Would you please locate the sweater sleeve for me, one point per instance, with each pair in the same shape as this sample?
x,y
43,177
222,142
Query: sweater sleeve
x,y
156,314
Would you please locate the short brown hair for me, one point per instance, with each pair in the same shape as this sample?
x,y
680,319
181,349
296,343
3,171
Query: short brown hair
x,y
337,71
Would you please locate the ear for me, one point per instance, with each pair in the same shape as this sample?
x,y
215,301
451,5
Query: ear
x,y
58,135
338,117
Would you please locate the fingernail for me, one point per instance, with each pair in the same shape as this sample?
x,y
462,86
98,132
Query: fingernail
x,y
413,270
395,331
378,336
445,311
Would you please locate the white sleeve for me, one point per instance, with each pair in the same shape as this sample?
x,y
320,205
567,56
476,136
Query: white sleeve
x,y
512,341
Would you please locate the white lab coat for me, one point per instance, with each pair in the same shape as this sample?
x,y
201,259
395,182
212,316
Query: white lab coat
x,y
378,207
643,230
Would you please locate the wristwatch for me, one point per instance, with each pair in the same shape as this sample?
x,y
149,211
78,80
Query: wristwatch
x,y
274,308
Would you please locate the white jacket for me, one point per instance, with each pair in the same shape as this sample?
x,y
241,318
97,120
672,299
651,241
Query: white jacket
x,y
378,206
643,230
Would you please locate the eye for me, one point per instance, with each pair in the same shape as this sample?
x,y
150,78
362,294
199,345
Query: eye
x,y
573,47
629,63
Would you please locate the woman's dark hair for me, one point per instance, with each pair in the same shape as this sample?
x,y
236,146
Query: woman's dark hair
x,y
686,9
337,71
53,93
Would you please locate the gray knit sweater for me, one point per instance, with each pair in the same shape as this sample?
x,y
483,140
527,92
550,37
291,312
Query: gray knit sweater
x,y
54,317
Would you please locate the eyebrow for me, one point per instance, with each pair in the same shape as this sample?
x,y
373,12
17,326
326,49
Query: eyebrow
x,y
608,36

__WHAT IS EXPECTED__.
Can you rewrite all of the records above with each "Query" changed to "Target" and nothing else altered?

__ANSWER TO THIS TASK__.
Would you please locate the sweater sleeve for me, one point per instance, with each pair in the same shape as this sample?
x,y
43,177
222,142
Target: sweater sleeve
x,y
156,314
Would you please locate the short brown hair for me, one point per instance, with each pair in the same shape as this sample?
x,y
680,319
181,349
296,343
3,171
Target: short brown hair
x,y
337,71
Would you please locate the ear for me, one point per instance, with each pair in the same shape as this sample?
x,y
215,301
451,5
Target: ear
x,y
58,135
338,117
Would you please locate the fingernail for me, one point per instance, with each pair in the same shape as this sample?
x,y
462,86
98,132
Target: fingernail
x,y
413,270
395,331
378,336
445,311
Would you please locate the white sleeve for me, one point per instance, with each pair in the same shape as this sample?
x,y
320,205
567,56
476,136
Target: white sleeve
x,y
512,341
Would you please locate the white lab coat for me, one point per instance, with each pair in the same shape as this sample?
x,y
201,259
395,182
212,316
Target: white lab coat
x,y
378,207
643,230
Would you please locate the wristwatch for me, one point per instance, with each pair in the same shape as this sample?
x,y
149,211
78,80
Target: wristwatch
x,y
274,308
Would you please locate the white jacket for me, one point per instance, with each pair in the same shape as this sample?
x,y
241,318
97,120
672,299
651,241
Target: white jacket
x,y
378,206
643,230
Would you please locate the eye for me, one point per instance, with each pair in the same shape as this sample?
x,y
150,78
362,294
199,345
Target: eye
x,y
573,47
629,63
Would you please locate the woman's dark hair for me, one point per instance, with each pair in the same shape as this sample?
x,y
236,146
Target: woman's dark hair
x,y
686,9
337,71
53,93
Would you please locate the gray knit sweater for me, one point per instance, with each pair in the same shape as this sample?
x,y
483,140
527,92
550,37
291,312
Target: gray knit sweater
x,y
54,317
Would you please locate the eyebrow for me, one point per instance, with each pair in the same shape as this sample?
x,y
373,12
17,326
326,49
Target: eyebrow
x,y
608,36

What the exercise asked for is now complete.